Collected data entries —
################
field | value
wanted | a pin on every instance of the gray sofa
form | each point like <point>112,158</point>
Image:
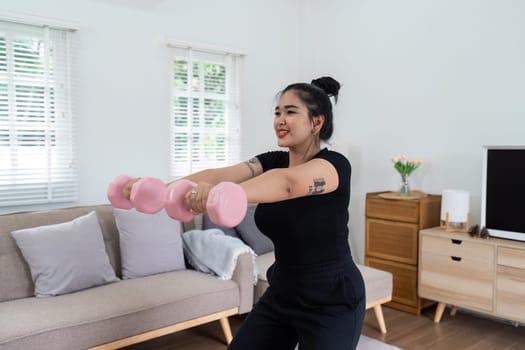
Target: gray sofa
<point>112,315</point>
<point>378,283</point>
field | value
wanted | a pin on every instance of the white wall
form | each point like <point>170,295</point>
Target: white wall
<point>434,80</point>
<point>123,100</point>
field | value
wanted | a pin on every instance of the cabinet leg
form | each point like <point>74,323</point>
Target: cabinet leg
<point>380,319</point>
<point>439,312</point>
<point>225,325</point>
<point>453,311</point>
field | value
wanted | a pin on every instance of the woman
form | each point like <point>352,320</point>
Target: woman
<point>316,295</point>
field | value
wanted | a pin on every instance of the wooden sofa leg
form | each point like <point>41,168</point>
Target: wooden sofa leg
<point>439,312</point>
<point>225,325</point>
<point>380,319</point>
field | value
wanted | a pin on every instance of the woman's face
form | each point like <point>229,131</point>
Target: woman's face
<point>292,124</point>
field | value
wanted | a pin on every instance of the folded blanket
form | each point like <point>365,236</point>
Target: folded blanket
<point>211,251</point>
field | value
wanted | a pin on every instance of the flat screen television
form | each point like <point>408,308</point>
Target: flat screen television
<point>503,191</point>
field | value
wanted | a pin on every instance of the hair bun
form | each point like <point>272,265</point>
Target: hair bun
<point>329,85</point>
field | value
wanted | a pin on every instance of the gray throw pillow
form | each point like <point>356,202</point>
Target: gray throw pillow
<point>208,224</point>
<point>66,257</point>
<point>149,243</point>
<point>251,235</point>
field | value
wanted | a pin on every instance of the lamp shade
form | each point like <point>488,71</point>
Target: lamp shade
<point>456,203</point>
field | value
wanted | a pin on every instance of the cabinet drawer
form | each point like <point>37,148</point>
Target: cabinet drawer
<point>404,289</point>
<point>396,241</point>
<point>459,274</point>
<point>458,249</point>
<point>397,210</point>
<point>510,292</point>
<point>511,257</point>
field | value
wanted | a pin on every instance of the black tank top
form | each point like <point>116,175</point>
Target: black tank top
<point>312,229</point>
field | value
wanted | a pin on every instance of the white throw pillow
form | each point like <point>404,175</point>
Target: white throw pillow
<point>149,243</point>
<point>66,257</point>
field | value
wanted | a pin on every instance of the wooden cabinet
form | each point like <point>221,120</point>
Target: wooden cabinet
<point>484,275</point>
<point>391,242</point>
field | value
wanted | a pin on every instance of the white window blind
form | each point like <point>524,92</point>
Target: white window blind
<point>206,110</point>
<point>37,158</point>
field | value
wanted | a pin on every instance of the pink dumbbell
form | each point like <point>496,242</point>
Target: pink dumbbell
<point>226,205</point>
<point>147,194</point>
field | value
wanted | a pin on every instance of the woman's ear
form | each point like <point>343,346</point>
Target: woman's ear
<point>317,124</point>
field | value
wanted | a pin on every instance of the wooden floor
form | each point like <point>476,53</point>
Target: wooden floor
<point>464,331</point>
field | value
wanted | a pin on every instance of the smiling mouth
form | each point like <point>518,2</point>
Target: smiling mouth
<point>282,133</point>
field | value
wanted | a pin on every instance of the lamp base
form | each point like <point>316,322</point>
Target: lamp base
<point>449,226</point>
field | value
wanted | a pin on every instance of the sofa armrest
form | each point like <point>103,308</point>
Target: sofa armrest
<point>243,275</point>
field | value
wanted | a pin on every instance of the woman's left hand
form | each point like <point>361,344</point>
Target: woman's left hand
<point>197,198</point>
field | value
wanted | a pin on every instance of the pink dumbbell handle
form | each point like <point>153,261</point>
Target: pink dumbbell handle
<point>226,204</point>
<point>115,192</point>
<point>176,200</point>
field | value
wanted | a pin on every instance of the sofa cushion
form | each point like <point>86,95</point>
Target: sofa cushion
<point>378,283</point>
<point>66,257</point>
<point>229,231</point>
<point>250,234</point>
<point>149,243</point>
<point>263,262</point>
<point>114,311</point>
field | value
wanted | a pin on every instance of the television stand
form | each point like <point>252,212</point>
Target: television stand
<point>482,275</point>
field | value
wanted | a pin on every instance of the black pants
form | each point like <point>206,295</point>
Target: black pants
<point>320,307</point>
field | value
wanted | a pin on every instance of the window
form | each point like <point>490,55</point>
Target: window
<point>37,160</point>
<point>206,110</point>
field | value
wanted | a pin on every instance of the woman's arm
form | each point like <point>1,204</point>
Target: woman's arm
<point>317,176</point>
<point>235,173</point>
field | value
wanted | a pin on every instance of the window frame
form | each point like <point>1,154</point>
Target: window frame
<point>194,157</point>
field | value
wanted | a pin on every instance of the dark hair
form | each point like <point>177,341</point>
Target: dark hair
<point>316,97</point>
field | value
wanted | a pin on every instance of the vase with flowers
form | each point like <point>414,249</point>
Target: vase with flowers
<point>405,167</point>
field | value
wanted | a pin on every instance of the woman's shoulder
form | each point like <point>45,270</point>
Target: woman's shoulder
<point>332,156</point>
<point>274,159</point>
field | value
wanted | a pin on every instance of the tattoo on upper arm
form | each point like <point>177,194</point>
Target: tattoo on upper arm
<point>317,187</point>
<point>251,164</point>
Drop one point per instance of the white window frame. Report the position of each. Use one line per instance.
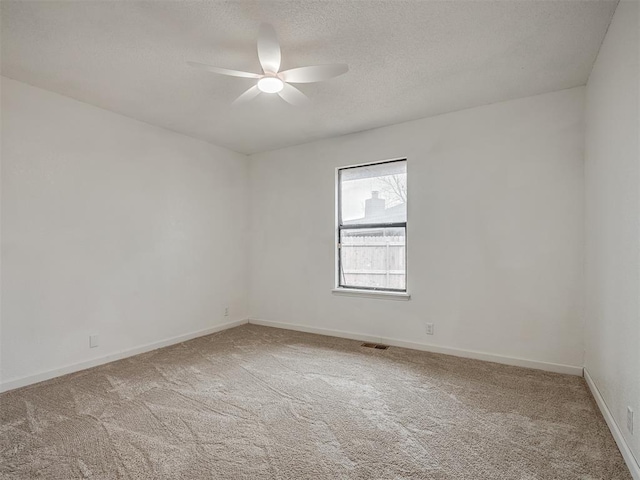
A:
################
Task item —
Word for word, set down every line of the records above, and leave the pictures out.

Expected output —
field | value
wanted | a pin on every instance of the gray sofa
form | each point like <point>112,158</point>
Image:
Target: gray sofa
<point>112,315</point>
<point>378,283</point>
field | value
wanted | a pin on every instance of the white wall
form | each point like <point>170,295</point>
Target: white wall
<point>434,80</point>
<point>123,100</point>
field | value
wanted | a pin on every instance of the cabinet leg
form | each point like <point>74,323</point>
Target: cabinet leg
<point>380,319</point>
<point>439,312</point>
<point>225,325</point>
<point>453,311</point>
field | value
wanted | a pin on every instance of the woman
form | each point like <point>352,320</point>
Target: woman
<point>316,295</point>
field | value
wanted | a pin on every instance of the wooden sofa leg
form | each point like <point>41,168</point>
Target: wooden sofa leg
<point>439,312</point>
<point>225,325</point>
<point>380,319</point>
field | value
wanted | a pin on every instance of the woman's face
form | each point like <point>229,131</point>
Target: woman's face
<point>292,124</point>
field | value
wanted | a pin on every instance of the folded blanket
form | each point like <point>365,236</point>
Target: folded blanket
<point>211,251</point>
field | value
wanted | a pin on every instance of the flat screen television
form | each point like <point>408,308</point>
Target: flat screen television
<point>503,191</point>
field | value
wanted | a pin on every instance of the hair bun
form | each point like <point>272,265</point>
Target: hair bun
<point>329,85</point>
field | value
wanted | a pin on every instance of the gray throw pillow
form | each point like <point>356,202</point>
Target: gray throw pillow
<point>208,224</point>
<point>66,257</point>
<point>149,243</point>
<point>251,235</point>
field | value
wanted | a pin on every instance of the lamp shade
form | each point like <point>488,71</point>
Target: lamp shade
<point>456,203</point>
field | value
wanted | a pin on every instance of the cabinet drawer
form | each point like <point>37,148</point>
Target: cabinet drawer
<point>404,289</point>
<point>396,241</point>
<point>459,274</point>
<point>458,249</point>
<point>397,210</point>
<point>510,292</point>
<point>511,257</point>
field | value
wanted | a pin on every instance of the black tank top
form | each point like <point>116,175</point>
Target: black tank top
<point>312,229</point>
field | value
wanted | a pin on every instance of the white throw pillow
form | each point like <point>404,175</point>
Target: white throw pillow
<point>149,243</point>
<point>66,257</point>
field | value
wanted | a pin on every instance of the wooden cabinet
form | each point like <point>221,120</point>
Target: wooden cabinet
<point>484,275</point>
<point>391,242</point>
field | value
wanted | a pin on every instance of the white window blind
form | each point like <point>524,92</point>
Target: white window blind
<point>206,110</point>
<point>37,158</point>
field | value
wanted | a pin on every instance of the pink dumbbell
form | each point like <point>496,242</point>
Target: pink dumbbell
<point>226,205</point>
<point>147,194</point>
field | value
wanted | a pin on every instance of the woman's ear
form | each point like <point>343,346</point>
Target: woman's ear
<point>317,124</point>
field | value
wanted | a pin on every instance of the wooden floor
form | each point like <point>476,53</point>
Target: wooden floor
<point>464,331</point>
field | value
wanted | a pin on every instance of the smiling mouth
form | each point like <point>518,2</point>
Target: smiling mouth
<point>282,133</point>
field | value
wanted | a pin on every instance of the lamp base
form | each point like <point>316,322</point>
Target: lamp base
<point>449,226</point>
field | value
wanted | a pin on every instance of the sofa armrest
form | each point like <point>103,308</point>
Target: sofa armrest
<point>243,275</point>
field | value
wanted | a pin on every instance of the woman's left hand
form | each point like <point>361,344</point>
Target: woman's left hand
<point>197,198</point>
field | value
wanted | a pin on every instance of the pink dumbbell handle
form | each point like <point>153,261</point>
Target: pink dumbbell handle
<point>226,204</point>
<point>115,192</point>
<point>176,200</point>
field | value
wanted | a pin on every instance of the sofa cushion
form | each point like <point>86,95</point>
Target: sofa cushion
<point>378,283</point>
<point>66,257</point>
<point>229,231</point>
<point>250,234</point>
<point>149,243</point>
<point>263,262</point>
<point>114,311</point>
field | value
wanted | a pin on every instance of the television stand
form | each point like <point>252,212</point>
Target: television stand
<point>482,275</point>
field | value
wanted | a pin on every instance of the black pants
form | each point like <point>206,295</point>
Target: black pants
<point>320,307</point>
field | value
wanted | a pin on every instance of the window
form | each point like <point>490,55</point>
Target: window
<point>37,160</point>
<point>206,110</point>
field | value
wanted | a pin on every instance of the woman's arm
form | each point like <point>1,204</point>
Target: woman's arm
<point>317,176</point>
<point>235,173</point>
field | value
wanted | a pin on every instance of the window frame
form | each point like <point>1,154</point>
Target: window frame
<point>194,157</point>
field | value
wanted | a pin on every instance of the dark hair
form | each point like <point>177,341</point>
Target: dark hair
<point>316,97</point>
field | value
wanted | a pin on every instance of the vase with flowers
form | each point like <point>414,249</point>
Target: vase with flowers
<point>405,167</point>
field | value
wanted | a pin on every instance of the woman's shoulder
form | each point like <point>45,270</point>
Target: woman's shoulder
<point>332,156</point>
<point>274,159</point>
field | value
wanted | a pin on every instance of the tattoo on upper arm
form | each point like <point>177,194</point>
Target: tattoo on upper arm
<point>317,187</point>
<point>251,164</point>
Drop one point per instance of the white window frame. Report the position of each. Use one line per instance.
A:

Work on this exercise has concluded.